Consigne>
Redonne mot pour mot, en entier, le texte sur le discours de Malcolm X au sommet de l’Organisation de l’Unité Africaine.

#### Extrait du document ####

Découvrez l’impact et la portée du discours emblématique de Malcolm X au sommet de l’Organisation de l’Unité Africaine, où il a plaidé pour l’unité africaine et la lutte contre l’injustice.
La deuxième Conférence des chefs d’État de l’Organisation de l’Unité Africaine, qui s’est déroulée du 17 au 21 juillet 1964 au Caire, a marqué un moment historique pour Malcolm X. Cet événement lui a fourni une plateforme internationale pour exposer les injustices subies par les Afro-Américains et solliciter le soutien de ses frères africains.
Dans son discours poignant, Malcolm X a souligné les liens indissolubles unissant l’Afrique à sa diaspora et a appelé à une solidarité transcontinentale face à l’oppression. Voici une traduction de son appel vibrant aux dirigeants africains, les exhortant à reconnaître et à agir contre les souffrances endurées par les Noirs aux États-Unis.
L’appel à l’unité et à la justice de Malcolm X au sommet de l’Organisation de l’Unité Africaine
L’Organisation de l’Unité Afro-Américaine m’a envoyé afin d’assister à cette conférence historique du Sommet africain en qualité d’observateur pour représenter les intérêts de 22 millions d’Afro-Américains dont les droits humains sont violés quotidiennement par le racisme des impérialistes américains.
L’Organisation de l’Unité Afro-Américaine a été créé par un échantillon représentatif de la communauté afro-américaine d’Amérique et elle est inspirée par la lettre et par l’esprit de l’Organisation de l’Unité Africaine.

#### Informations fournies ####

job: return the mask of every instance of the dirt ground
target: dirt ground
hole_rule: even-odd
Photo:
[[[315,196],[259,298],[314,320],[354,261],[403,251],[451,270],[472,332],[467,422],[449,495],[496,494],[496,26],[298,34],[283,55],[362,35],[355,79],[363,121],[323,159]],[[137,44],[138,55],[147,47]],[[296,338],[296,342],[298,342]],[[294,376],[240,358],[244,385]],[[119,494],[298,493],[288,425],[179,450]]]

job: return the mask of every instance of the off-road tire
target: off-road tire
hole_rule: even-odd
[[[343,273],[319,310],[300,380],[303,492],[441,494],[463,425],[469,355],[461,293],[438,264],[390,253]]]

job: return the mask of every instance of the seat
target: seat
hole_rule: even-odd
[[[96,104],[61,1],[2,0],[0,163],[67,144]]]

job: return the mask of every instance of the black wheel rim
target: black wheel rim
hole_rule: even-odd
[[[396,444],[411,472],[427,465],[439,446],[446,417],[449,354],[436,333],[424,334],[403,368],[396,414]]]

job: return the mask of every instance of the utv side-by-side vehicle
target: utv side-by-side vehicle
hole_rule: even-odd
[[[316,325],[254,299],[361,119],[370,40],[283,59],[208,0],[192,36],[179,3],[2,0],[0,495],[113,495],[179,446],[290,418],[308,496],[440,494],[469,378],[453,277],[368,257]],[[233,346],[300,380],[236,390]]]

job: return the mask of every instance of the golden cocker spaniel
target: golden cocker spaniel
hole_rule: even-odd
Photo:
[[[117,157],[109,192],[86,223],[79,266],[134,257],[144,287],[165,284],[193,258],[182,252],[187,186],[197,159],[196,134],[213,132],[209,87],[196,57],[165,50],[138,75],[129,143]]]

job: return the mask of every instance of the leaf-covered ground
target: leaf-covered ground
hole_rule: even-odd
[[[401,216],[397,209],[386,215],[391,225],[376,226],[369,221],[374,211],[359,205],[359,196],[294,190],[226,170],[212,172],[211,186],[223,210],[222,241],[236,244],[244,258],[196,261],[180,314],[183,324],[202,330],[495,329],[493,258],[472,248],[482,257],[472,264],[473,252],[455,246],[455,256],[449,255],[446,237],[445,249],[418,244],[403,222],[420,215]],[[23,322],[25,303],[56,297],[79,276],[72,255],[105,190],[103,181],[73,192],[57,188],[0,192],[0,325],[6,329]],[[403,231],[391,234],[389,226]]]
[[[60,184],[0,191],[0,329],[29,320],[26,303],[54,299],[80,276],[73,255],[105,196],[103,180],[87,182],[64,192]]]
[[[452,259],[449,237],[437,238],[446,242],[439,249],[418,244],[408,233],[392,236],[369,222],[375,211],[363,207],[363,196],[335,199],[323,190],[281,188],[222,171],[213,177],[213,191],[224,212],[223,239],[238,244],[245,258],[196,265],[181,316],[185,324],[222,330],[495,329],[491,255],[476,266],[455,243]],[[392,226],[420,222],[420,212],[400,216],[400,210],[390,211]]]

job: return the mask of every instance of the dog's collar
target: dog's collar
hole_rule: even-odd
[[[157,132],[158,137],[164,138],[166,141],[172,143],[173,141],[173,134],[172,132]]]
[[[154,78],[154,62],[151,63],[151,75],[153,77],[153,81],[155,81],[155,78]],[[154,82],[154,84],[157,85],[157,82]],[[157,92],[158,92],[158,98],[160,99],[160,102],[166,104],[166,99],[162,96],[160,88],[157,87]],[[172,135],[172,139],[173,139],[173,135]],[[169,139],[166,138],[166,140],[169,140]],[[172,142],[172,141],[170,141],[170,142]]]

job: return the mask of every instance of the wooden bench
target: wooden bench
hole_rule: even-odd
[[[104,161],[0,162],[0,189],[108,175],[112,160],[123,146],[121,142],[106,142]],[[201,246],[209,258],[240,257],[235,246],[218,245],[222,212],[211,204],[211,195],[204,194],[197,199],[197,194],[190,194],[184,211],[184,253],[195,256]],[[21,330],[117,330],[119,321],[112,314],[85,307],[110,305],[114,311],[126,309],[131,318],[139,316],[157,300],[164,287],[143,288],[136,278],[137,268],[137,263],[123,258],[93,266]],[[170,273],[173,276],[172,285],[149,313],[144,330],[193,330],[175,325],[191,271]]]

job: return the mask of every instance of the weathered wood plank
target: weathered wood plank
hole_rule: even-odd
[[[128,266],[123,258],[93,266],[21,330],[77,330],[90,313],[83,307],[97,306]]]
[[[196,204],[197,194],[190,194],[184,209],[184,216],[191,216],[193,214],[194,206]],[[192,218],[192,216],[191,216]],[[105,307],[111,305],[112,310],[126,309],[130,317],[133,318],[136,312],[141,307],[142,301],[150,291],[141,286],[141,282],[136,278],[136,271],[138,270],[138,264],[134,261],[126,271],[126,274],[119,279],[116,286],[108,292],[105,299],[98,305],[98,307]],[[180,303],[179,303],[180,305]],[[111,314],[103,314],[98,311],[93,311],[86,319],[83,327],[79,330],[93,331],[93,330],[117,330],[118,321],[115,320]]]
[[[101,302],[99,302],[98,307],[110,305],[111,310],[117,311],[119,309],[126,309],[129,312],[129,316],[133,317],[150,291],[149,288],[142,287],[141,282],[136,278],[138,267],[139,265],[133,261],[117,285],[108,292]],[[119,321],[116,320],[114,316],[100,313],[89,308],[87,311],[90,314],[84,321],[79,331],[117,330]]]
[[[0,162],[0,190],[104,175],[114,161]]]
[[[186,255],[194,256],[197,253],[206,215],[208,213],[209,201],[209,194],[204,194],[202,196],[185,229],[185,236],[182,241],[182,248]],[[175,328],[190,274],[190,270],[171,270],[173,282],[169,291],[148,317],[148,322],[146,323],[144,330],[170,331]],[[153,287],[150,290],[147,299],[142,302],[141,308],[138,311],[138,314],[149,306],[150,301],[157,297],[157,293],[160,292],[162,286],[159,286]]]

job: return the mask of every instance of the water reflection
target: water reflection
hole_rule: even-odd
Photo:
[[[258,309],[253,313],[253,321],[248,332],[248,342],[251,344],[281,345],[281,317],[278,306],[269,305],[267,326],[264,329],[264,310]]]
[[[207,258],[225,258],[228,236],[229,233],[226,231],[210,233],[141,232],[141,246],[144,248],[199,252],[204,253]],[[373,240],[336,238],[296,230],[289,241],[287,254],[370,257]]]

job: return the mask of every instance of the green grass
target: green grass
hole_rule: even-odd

####

Réponse attendue>
Découvrez l’impact et la portée du discours emblématique de Malcolm X au sommet de l’Organisation de l’Unité Africaine, où il a plaidé pour l’unité africaine et la lutte contre l’injustice.
La deuxième Conférence des chefs d’État de l’Organisation de l’Unité Africaine, qui s’est déroulée du 17 au 21 juillet 1964 au Caire, a marqué un moment historique pour Malcolm X. Cet événement lui a fourni une plateforme internationale pour exposer les injustices subies par les Afro-Américains et solliciter le soutien de ses frères africains.
Dans son discours poignant, Malcolm X a souligné les liens indissolubles unissant l’Afrique à sa diaspora et a appelé à une solidarité transcontinentale face à l’oppression. Voici une traduction de son appel vibrant aux dirigeants africains, les exhortant à reconnaître et à agir contre les souffrances endurées par les Noirs aux États-Unis.
L’appel à l’unité et à la justice de Malcolm X au sommet de l’Organisation de l’Unité Africaine
L’Organisation de l’Unité Afro-Américaine m’a envoyé afin d’assister à cette conférence historique du Sommet africain en qualité d’observateur pour représenter les intérêts de 22 millions d’Afro-Américains dont les droits humains sont violés quotidiennement par le racisme des impérialistes américains.
L’Organisation de l’Unité Afro-Américaine a été créé par un échantillon représentatif de la communauté afro-américaine d’Amérique et elle est inspirée par la lettre et par l’esprit de l’Organisation de l’Unité Africaine.